• [Your goal]
Find every line in the material below that contains the word "wall" and copy each one. Case counts.

• [Coordinate annotation entries]

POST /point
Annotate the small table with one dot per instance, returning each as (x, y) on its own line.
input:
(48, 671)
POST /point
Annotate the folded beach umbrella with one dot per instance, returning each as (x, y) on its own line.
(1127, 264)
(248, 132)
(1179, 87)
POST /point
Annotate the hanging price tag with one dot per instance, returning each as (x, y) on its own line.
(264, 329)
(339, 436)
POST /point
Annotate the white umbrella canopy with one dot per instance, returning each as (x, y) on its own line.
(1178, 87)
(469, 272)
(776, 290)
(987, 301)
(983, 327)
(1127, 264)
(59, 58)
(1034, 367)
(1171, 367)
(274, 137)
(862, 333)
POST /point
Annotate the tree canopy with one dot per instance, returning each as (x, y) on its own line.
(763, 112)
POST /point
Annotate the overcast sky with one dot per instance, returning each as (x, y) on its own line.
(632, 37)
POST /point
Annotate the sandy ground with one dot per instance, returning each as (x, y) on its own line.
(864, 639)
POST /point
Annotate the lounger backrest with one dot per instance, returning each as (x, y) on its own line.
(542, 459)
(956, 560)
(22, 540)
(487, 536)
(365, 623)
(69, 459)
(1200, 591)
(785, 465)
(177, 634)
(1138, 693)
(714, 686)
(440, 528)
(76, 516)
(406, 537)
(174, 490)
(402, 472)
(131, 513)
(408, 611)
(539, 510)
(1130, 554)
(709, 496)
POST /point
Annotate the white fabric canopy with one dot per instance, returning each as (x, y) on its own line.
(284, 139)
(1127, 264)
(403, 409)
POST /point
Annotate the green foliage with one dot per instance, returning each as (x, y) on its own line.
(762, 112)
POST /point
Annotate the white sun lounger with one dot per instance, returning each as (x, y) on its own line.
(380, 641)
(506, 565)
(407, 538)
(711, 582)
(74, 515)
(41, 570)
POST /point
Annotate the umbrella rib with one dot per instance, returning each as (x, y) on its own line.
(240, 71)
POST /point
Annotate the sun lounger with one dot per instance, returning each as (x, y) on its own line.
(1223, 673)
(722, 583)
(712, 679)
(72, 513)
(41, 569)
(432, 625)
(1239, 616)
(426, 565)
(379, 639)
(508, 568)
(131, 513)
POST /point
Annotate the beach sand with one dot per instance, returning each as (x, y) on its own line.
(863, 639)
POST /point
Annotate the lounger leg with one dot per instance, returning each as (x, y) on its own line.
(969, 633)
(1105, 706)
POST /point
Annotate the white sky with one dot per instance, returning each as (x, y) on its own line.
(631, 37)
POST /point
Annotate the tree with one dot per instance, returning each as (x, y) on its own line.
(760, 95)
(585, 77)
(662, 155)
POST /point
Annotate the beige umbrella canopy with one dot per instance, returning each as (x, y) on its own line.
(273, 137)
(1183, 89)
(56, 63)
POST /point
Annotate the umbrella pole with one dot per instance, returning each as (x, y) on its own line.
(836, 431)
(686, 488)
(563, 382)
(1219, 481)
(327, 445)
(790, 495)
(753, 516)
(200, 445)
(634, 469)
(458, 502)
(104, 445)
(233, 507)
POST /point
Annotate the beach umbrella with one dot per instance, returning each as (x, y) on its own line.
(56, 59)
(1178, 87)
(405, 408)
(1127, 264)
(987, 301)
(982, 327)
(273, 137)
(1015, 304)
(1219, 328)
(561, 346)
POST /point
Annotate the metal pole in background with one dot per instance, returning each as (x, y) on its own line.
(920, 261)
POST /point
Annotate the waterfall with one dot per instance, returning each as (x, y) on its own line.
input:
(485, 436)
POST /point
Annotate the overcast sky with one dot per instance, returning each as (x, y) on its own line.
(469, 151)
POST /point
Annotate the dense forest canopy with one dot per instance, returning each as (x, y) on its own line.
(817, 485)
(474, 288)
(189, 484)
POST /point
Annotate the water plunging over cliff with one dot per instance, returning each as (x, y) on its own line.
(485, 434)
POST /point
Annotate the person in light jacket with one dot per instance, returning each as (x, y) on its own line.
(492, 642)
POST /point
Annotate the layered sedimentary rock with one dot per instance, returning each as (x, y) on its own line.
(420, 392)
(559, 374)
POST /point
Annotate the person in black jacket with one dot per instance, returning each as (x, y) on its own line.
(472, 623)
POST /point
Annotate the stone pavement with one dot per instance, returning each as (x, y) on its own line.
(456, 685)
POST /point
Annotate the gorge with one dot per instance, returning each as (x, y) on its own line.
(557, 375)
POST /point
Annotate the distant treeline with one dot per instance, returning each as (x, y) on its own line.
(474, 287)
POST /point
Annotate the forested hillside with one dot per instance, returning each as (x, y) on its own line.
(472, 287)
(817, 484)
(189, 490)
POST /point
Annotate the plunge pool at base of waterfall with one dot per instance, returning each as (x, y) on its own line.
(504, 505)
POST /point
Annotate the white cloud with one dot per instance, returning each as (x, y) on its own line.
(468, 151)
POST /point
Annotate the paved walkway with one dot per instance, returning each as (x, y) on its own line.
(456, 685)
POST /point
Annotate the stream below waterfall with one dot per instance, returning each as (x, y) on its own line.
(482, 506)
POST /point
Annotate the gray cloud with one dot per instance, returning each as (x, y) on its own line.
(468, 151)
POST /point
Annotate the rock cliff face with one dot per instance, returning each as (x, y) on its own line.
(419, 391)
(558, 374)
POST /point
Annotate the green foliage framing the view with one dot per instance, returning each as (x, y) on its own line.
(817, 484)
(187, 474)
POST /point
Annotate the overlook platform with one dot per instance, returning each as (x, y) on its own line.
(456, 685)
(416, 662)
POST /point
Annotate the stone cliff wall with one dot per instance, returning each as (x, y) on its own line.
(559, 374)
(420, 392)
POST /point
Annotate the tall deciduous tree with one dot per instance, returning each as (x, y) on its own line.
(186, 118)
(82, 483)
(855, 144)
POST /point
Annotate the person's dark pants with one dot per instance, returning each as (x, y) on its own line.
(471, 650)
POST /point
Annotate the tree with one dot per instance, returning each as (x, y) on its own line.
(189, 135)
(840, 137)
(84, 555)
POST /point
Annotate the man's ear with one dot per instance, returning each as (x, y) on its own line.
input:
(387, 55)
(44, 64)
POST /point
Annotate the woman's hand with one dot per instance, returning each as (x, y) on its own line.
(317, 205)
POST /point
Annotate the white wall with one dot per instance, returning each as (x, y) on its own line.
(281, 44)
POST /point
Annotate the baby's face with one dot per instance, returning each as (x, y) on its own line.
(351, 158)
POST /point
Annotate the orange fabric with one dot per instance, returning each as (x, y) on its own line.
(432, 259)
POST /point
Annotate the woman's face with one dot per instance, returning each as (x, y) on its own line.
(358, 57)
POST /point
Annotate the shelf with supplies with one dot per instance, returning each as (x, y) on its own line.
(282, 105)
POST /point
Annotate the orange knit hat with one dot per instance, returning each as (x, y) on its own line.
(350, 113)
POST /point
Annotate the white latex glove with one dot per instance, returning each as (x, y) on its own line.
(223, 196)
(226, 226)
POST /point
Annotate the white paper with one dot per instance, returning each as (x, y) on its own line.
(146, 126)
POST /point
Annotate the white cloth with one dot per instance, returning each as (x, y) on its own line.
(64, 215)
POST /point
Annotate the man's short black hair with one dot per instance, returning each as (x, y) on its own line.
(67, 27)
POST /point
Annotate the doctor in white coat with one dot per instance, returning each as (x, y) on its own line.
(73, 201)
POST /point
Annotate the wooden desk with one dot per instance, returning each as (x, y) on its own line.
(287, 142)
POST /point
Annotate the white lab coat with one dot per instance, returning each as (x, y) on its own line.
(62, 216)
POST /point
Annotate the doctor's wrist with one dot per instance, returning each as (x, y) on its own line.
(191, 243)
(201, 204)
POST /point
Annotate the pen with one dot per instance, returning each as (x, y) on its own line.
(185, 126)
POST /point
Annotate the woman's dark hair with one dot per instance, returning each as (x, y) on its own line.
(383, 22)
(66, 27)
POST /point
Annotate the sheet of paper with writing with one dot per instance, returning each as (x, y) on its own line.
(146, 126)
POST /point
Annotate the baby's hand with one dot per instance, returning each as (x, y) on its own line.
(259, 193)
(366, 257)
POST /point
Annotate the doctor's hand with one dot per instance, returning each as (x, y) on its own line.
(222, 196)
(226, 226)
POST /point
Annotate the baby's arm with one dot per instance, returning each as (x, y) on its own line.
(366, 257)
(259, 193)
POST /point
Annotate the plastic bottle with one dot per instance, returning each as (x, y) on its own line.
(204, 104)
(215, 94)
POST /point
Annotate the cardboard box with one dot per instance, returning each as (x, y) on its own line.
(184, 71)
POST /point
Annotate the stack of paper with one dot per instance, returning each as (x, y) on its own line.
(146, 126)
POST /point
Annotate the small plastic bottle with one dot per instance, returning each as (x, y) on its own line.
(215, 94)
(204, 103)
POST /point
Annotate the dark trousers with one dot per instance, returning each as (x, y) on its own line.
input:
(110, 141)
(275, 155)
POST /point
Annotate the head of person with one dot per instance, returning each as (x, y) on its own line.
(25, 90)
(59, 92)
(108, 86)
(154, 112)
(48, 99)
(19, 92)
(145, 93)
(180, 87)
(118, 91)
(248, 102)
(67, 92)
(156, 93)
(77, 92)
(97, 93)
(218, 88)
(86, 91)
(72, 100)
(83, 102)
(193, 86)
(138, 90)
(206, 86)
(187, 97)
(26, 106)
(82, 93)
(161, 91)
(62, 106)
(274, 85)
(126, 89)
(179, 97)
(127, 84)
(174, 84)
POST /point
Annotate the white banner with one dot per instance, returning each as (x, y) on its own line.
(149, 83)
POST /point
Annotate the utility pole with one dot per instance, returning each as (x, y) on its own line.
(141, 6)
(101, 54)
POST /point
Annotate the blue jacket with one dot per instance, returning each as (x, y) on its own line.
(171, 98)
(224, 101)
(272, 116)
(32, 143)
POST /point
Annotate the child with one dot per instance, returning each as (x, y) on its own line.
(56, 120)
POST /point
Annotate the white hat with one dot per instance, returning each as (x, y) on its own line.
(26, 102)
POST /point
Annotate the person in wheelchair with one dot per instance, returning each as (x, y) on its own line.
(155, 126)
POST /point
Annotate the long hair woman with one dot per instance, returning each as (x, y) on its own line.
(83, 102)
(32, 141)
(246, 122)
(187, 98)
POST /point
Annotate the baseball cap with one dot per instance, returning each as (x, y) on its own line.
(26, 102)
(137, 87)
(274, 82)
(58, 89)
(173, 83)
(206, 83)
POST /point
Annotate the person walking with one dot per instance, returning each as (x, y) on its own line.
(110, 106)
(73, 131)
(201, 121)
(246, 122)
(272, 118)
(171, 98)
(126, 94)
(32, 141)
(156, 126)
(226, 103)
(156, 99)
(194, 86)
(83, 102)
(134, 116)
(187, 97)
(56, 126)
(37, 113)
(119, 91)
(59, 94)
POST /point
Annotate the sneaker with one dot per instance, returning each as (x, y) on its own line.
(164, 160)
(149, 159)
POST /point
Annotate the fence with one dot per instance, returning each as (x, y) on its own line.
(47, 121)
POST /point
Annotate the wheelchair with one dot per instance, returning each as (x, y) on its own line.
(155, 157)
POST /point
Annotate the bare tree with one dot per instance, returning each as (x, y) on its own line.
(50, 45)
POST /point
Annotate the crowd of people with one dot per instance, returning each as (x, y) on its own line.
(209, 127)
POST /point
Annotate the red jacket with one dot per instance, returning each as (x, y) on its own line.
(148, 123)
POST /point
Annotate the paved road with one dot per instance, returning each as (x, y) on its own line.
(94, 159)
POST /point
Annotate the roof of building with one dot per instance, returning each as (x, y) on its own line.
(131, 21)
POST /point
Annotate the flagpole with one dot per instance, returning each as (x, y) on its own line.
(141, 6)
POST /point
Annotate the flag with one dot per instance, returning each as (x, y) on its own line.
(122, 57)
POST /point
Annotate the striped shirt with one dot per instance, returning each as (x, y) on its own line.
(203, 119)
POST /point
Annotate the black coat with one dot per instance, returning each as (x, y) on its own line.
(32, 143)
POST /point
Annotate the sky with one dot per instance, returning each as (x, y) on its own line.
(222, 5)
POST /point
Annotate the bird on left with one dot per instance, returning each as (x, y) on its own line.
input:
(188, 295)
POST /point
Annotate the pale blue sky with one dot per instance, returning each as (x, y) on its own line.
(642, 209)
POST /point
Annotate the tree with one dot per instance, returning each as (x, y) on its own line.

• [Task solution]
Annotate the stone cliff wall with one dot per instance, returning each as (x, y) on its own line.
Annotate the white wall with one dot per instance, returning each as (x, y) on its own line.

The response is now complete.